#### Provided text ####
Neither of us want to refight the Civil War, so our first instinct was to look for compromise. We pointed out to the neighbors that if the red states simply got California to do the seceding, even a conservative candidate as vacuous and unprincipled as Mitt Romney could probably win enough of the remaining votes in the Electoral College to eke out a victory.

ForĀ  liberals, the idea of seceding does hold a certain appeal if we could get out on favorable terms. My wife, however, is concerned about what that might bode for our son and his family who live in New York, so her definition of favorable terms is more stringent. For example, if the red states want to cancel the 13th and 19th Amendments, that’s a non-starter in her mind.

I’m more pragmatic. Okay, we should get some concessions. But remember, Californians only have so much clout when it comes to secession. Sure, some people would be happy to see us go, but we need to save our leverage for important subjects like rerouting the Keystone Pipeline to LA or water rights to the Colorado River.

My wife is also concerned that John Boehner would lead the negotiations for the conservatives. “Look how pig headed he’s been in the financial cliff negotiations,” she pointed out. “You’d think Romney’d won the election. Job creators? Hah! They’ve had a tax holiday since 2001 and where are all the jobs?”
#### Extracted information ####
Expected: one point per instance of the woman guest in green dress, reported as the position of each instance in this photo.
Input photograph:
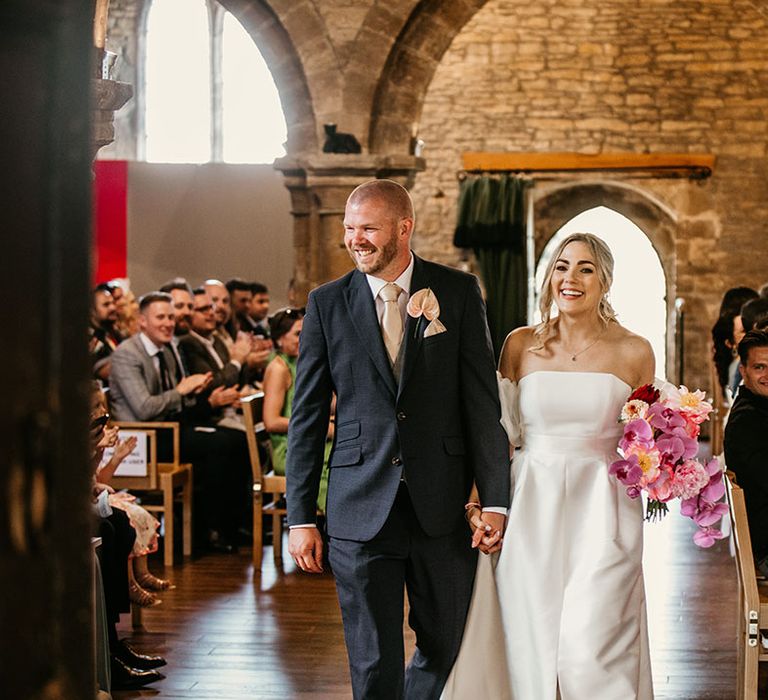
(279, 381)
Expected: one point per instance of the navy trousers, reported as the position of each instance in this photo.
(371, 577)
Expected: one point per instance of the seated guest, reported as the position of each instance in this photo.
(129, 668)
(222, 310)
(754, 314)
(259, 311)
(142, 584)
(726, 333)
(127, 309)
(204, 351)
(104, 334)
(279, 383)
(241, 297)
(745, 443)
(146, 387)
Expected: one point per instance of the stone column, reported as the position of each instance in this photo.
(319, 185)
(107, 96)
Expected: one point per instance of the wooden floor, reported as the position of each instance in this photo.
(229, 636)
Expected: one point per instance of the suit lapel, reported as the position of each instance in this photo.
(414, 327)
(362, 311)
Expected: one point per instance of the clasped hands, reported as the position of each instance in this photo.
(487, 528)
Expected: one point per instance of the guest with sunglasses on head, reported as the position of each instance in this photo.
(279, 383)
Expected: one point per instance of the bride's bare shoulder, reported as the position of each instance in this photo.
(636, 354)
(516, 343)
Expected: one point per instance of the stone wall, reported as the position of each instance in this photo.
(597, 76)
(123, 38)
(590, 76)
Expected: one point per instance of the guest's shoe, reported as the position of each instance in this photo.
(134, 659)
(153, 583)
(127, 678)
(138, 596)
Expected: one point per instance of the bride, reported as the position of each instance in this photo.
(569, 621)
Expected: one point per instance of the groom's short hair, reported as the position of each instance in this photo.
(394, 195)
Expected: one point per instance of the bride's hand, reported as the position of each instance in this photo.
(486, 537)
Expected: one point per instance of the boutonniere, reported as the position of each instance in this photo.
(424, 303)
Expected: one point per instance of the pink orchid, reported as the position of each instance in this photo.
(636, 432)
(664, 418)
(676, 445)
(707, 536)
(703, 513)
(627, 471)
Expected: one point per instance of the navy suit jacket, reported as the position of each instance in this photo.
(438, 427)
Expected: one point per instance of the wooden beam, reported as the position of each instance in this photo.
(700, 164)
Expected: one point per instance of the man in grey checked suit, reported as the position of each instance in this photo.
(148, 385)
(417, 422)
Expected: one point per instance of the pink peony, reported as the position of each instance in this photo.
(648, 459)
(690, 478)
(633, 410)
(693, 404)
(661, 489)
(664, 418)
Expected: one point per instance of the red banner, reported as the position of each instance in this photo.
(110, 220)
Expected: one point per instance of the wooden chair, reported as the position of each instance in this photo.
(717, 419)
(171, 481)
(263, 483)
(753, 598)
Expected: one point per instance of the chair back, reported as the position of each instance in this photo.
(745, 562)
(721, 410)
(253, 409)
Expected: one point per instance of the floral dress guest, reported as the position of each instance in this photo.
(279, 383)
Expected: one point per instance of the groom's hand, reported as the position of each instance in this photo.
(305, 545)
(489, 531)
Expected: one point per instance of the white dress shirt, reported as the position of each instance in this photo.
(153, 351)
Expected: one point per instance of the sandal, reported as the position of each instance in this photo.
(153, 583)
(142, 598)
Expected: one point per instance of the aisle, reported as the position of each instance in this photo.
(227, 637)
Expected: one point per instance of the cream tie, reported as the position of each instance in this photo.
(391, 321)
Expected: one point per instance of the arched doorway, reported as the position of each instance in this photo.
(639, 286)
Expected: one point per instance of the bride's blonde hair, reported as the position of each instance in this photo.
(603, 258)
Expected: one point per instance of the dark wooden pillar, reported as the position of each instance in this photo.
(45, 151)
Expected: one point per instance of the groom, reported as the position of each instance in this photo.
(417, 421)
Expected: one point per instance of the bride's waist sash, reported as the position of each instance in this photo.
(577, 446)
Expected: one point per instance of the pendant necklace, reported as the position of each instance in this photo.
(576, 354)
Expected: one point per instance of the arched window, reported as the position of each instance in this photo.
(209, 95)
(639, 290)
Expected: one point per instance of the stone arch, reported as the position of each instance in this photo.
(557, 205)
(409, 69)
(284, 58)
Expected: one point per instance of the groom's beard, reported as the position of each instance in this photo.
(378, 260)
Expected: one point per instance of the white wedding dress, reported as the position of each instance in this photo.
(569, 620)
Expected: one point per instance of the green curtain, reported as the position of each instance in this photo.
(491, 221)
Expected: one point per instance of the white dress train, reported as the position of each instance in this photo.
(560, 612)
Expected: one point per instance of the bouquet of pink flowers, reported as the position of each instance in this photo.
(659, 447)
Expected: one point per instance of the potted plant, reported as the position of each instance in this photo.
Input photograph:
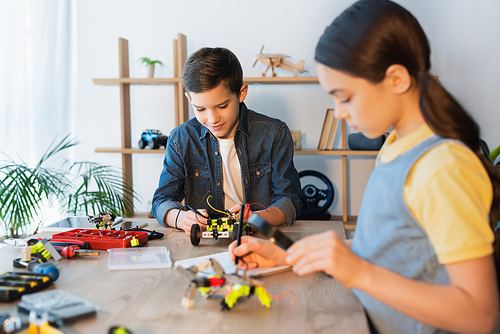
(150, 65)
(76, 188)
(491, 156)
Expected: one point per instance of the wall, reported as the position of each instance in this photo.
(464, 38)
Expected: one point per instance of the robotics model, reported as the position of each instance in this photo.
(230, 288)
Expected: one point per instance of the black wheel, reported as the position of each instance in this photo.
(248, 229)
(195, 234)
(142, 143)
(152, 143)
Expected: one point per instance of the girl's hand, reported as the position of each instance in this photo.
(329, 253)
(188, 218)
(257, 253)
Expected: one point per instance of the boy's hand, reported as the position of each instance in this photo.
(329, 253)
(188, 218)
(257, 253)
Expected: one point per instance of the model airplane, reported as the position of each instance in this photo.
(273, 60)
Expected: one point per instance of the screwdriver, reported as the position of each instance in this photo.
(70, 252)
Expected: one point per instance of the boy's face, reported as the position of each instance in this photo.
(218, 109)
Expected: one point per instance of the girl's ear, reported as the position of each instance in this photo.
(398, 79)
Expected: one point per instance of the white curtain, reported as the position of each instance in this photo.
(37, 75)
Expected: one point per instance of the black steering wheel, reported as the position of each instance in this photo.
(312, 197)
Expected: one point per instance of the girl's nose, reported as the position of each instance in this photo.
(341, 112)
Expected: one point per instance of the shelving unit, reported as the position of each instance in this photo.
(124, 81)
(182, 114)
(344, 152)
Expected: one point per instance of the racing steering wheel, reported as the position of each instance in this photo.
(311, 196)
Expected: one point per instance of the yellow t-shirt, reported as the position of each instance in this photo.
(449, 193)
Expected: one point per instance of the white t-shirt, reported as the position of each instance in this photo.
(233, 189)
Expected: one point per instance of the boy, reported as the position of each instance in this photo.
(228, 152)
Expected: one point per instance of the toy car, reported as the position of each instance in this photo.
(152, 139)
(225, 227)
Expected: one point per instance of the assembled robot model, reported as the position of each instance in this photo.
(152, 139)
(103, 221)
(223, 227)
(235, 287)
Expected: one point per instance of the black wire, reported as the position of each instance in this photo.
(191, 209)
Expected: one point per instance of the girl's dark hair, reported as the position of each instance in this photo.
(372, 35)
(208, 67)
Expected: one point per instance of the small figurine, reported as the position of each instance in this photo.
(103, 221)
(153, 139)
(278, 60)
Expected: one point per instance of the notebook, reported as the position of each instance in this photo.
(228, 265)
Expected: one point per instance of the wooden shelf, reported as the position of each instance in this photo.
(301, 152)
(137, 81)
(174, 81)
(127, 150)
(282, 81)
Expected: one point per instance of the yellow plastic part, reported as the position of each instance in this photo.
(134, 242)
(263, 296)
(238, 291)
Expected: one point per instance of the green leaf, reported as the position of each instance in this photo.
(494, 154)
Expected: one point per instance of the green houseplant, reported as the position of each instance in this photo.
(490, 155)
(150, 64)
(76, 188)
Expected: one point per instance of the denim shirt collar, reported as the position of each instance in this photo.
(242, 126)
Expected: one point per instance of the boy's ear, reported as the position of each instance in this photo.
(398, 79)
(243, 92)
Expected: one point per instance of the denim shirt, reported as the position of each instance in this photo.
(192, 168)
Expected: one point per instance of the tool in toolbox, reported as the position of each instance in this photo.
(70, 252)
(9, 324)
(103, 239)
(40, 326)
(151, 234)
(38, 267)
(61, 242)
(59, 306)
(44, 247)
(13, 284)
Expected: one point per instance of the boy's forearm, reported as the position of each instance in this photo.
(448, 307)
(171, 216)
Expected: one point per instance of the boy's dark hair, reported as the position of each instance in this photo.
(372, 35)
(209, 67)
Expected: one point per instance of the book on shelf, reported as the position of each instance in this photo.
(327, 126)
(332, 134)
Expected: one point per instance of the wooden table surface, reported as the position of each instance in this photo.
(149, 300)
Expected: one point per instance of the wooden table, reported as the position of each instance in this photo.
(149, 301)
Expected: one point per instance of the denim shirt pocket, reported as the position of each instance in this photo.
(260, 178)
(197, 182)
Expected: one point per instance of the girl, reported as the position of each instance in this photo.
(421, 260)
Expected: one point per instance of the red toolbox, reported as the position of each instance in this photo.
(103, 239)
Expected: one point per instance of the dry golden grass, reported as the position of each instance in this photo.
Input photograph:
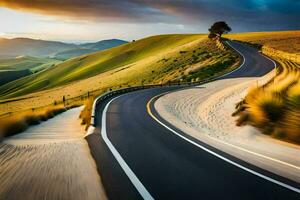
####
What is needed:
Continue the essay on California seceding, picking up right after its final sentence.

Result for this task:
I tried to calm her by suggesting they’d probably send in someone more reasonable like Mitch McConnell to do the deal, but that didn’t seem to reassure her. So I tried a different tack. “Look,” I argued, “we’d never have to worry about the Ohio vote again.”

“Careful,” she reminded me, “my side of the family lives in Ohio.”

“Exactly,” I agreed. “Who needs Ohio! We’d never have to try to convince your sister Potsy to vote for Obama again. And look at the side benefits. The red states could go ahead and make ‘God Bless America’ the national anthem so they wouldn’t have to wait till the seventh inning to sing it. California could pick its own anthem. How about ‘White Rabbit’ by Jefferson Airplane? And we wouldn’t even have to change leadership. Governor Moonbeam is already in place.”

I don’t know how negotiations run in your families, but it was all uphill from there.